BEGIN

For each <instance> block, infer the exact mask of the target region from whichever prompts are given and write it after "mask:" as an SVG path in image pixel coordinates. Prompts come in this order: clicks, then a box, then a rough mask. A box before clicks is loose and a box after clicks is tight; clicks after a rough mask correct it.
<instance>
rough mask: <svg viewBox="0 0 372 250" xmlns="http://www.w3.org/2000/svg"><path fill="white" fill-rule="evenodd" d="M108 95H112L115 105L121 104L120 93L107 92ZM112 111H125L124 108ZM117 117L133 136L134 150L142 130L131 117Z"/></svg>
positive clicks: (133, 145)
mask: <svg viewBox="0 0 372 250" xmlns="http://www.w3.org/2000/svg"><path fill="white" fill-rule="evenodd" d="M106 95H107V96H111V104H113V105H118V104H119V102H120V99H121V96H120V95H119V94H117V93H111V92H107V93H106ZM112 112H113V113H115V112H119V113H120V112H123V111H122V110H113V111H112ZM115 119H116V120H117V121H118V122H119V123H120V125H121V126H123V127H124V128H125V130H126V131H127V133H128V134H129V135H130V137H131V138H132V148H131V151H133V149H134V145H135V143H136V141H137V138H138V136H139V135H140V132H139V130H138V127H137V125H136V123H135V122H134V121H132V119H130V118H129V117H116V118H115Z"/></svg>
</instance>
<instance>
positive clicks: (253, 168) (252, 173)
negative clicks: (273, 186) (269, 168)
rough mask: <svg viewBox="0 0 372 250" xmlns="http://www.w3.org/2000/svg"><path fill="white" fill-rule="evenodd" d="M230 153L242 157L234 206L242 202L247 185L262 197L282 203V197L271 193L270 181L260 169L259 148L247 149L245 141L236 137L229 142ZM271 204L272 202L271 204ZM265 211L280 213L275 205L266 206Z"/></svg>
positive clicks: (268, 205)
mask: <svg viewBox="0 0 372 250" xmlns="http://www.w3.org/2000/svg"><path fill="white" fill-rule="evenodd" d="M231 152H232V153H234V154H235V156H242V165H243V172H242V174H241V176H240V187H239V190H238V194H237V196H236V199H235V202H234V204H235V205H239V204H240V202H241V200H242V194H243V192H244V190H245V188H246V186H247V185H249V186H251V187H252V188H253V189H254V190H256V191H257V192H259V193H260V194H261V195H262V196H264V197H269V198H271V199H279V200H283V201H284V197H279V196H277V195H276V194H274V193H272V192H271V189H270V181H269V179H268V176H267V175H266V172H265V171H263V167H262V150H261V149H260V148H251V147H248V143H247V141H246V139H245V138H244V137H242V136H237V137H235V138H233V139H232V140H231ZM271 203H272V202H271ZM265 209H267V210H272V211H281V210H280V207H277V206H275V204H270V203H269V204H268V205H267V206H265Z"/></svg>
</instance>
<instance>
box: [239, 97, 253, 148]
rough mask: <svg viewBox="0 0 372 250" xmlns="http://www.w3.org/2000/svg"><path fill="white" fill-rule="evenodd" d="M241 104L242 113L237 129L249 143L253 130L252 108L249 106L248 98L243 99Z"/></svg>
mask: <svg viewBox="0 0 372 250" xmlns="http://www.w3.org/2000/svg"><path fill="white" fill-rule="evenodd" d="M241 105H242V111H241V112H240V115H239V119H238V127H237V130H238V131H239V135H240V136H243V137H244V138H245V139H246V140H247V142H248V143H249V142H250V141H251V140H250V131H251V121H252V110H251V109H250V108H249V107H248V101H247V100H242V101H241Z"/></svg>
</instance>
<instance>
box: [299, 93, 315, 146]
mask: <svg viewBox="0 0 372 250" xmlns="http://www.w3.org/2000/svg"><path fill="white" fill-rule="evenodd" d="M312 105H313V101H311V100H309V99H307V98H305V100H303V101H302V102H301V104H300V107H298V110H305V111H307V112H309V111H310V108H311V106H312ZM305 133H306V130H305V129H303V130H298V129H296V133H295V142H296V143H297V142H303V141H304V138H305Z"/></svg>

END

## How to complete this task
Every entry must be retyped in full, exactly as given.

## Answer for the task
For each <instance> block, infer the exact mask of the target region from whichever prompts are given and write it after "mask:" as an SVG path in image pixel coordinates. Prompts come in this order: clicks, then a box, then a rough mask. A box before clicks is loose and a box after clicks is tight; clicks after a rough mask correct it.
<instance>
rough mask: <svg viewBox="0 0 372 250" xmlns="http://www.w3.org/2000/svg"><path fill="white" fill-rule="evenodd" d="M108 95H112L115 105L121 104L120 93L107 92ZM112 111H125L124 108ZM117 117L133 136L134 150L142 130L131 117Z"/></svg>
positive clicks: (133, 145)
mask: <svg viewBox="0 0 372 250" xmlns="http://www.w3.org/2000/svg"><path fill="white" fill-rule="evenodd" d="M106 95H107V96H111V104H113V105H118V104H119V102H120V99H121V96H120V95H119V94H117V93H111V92H107V93H106ZM112 112H113V113H115V112H119V113H120V112H123V111H122V110H113V111H112ZM115 119H116V120H117V121H118V122H119V123H120V125H121V126H123V127H124V128H125V130H126V131H127V133H128V134H129V135H130V137H131V138H132V148H131V151H133V149H134V145H135V143H136V141H137V138H138V136H139V135H140V132H139V130H138V127H137V125H136V123H135V122H134V121H132V119H130V118H129V117H116V118H115Z"/></svg>
</instance>
<instance>
positive clicks: (253, 168) (252, 173)
negative clicks: (273, 186) (269, 168)
rough mask: <svg viewBox="0 0 372 250" xmlns="http://www.w3.org/2000/svg"><path fill="white" fill-rule="evenodd" d="M230 153L242 157L234 206L242 202L247 185L262 197L282 203V197L271 193L270 181L260 169L259 148L247 149L245 141L236 137L229 142ZM271 204L272 202L271 204ZM265 211L280 213L275 205L266 206Z"/></svg>
positive clicks: (268, 205)
mask: <svg viewBox="0 0 372 250" xmlns="http://www.w3.org/2000/svg"><path fill="white" fill-rule="evenodd" d="M231 152H232V153H234V154H235V156H242V165H243V172H242V174H241V176H240V187H239V190H238V194H237V196H236V199H235V202H234V204H235V205H239V204H240V202H241V200H242V194H243V192H244V190H245V188H246V186H247V185H249V186H251V187H252V188H253V189H254V190H256V191H257V192H259V193H260V194H261V195H262V196H264V197H269V198H271V199H279V200H283V201H284V197H279V196H277V195H276V194H274V193H272V192H271V189H270V181H269V179H268V176H267V175H266V172H265V171H263V167H262V150H261V149H260V148H251V147H248V143H247V141H246V139H245V138H244V137H242V136H237V137H235V138H233V139H232V140H231ZM271 203H272V202H271ZM265 209H267V210H272V211H281V210H280V207H277V206H275V204H270V203H269V204H268V205H267V206H265Z"/></svg>
</instance>
<instance>
box: [239, 97, 253, 148]
rough mask: <svg viewBox="0 0 372 250" xmlns="http://www.w3.org/2000/svg"><path fill="white" fill-rule="evenodd" d="M241 104L242 113L237 129L249 143L253 130L252 108L249 106L248 98L243 99Z"/></svg>
mask: <svg viewBox="0 0 372 250" xmlns="http://www.w3.org/2000/svg"><path fill="white" fill-rule="evenodd" d="M241 105H242V111H241V112H240V115H239V119H238V127H237V130H238V131H239V135H240V136H243V137H244V138H245V139H246V140H247V142H248V143H249V142H250V141H251V140H250V131H251V121H252V110H251V109H250V108H249V107H248V101H247V100H242V101H241Z"/></svg>
</instance>
<instance>
box: [299, 93, 315, 146]
mask: <svg viewBox="0 0 372 250" xmlns="http://www.w3.org/2000/svg"><path fill="white" fill-rule="evenodd" d="M312 105H313V101H311V100H309V99H307V98H305V100H303V101H302V102H301V104H300V107H298V110H305V111H307V112H309V111H310V108H311V106H312ZM305 133H306V130H305V129H303V130H298V129H296V133H295V142H296V143H297V142H303V141H304V138H305Z"/></svg>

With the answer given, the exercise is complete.